> [Task]: Reproduce every line of the material from the line that contains "Locate the green" through the end of the material, requests included, and offset each coordinate in the answers by adding 35.

++++ Records to process ++++

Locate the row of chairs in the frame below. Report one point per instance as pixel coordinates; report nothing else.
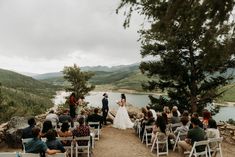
(17, 154)
(162, 145)
(74, 145)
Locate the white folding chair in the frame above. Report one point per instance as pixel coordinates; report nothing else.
(97, 129)
(147, 134)
(57, 155)
(82, 148)
(70, 140)
(29, 155)
(215, 146)
(24, 141)
(8, 154)
(180, 136)
(195, 153)
(174, 126)
(163, 143)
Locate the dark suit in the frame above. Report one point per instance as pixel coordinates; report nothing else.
(95, 118)
(105, 109)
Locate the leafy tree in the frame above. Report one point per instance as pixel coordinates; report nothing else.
(1, 96)
(192, 43)
(78, 80)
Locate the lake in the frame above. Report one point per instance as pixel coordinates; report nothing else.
(139, 100)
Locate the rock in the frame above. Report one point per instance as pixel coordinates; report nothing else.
(13, 133)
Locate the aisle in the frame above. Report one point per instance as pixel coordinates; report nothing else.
(120, 143)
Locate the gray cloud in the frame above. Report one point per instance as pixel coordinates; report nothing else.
(41, 30)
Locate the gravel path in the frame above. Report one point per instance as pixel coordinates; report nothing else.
(124, 143)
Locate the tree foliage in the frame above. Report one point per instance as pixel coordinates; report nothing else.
(78, 80)
(192, 43)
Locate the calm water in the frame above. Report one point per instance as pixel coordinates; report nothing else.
(139, 100)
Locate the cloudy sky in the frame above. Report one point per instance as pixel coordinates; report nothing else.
(41, 36)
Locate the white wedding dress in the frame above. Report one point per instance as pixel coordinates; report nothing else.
(122, 119)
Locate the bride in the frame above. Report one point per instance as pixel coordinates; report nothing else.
(122, 119)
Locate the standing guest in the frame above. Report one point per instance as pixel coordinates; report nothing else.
(166, 114)
(153, 112)
(95, 118)
(38, 146)
(72, 105)
(53, 118)
(47, 125)
(52, 142)
(105, 107)
(81, 130)
(195, 134)
(65, 132)
(65, 117)
(212, 131)
(206, 115)
(159, 128)
(27, 132)
(175, 118)
(80, 104)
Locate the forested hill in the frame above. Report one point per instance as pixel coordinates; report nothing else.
(116, 77)
(23, 96)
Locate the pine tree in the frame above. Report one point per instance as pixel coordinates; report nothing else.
(78, 80)
(192, 44)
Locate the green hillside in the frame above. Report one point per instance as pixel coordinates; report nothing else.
(23, 96)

++++

> [Task answer]:
Locate the green hillside in the frame above. Report one point per instance as pixel coordinates; report nothing else.
(58, 131)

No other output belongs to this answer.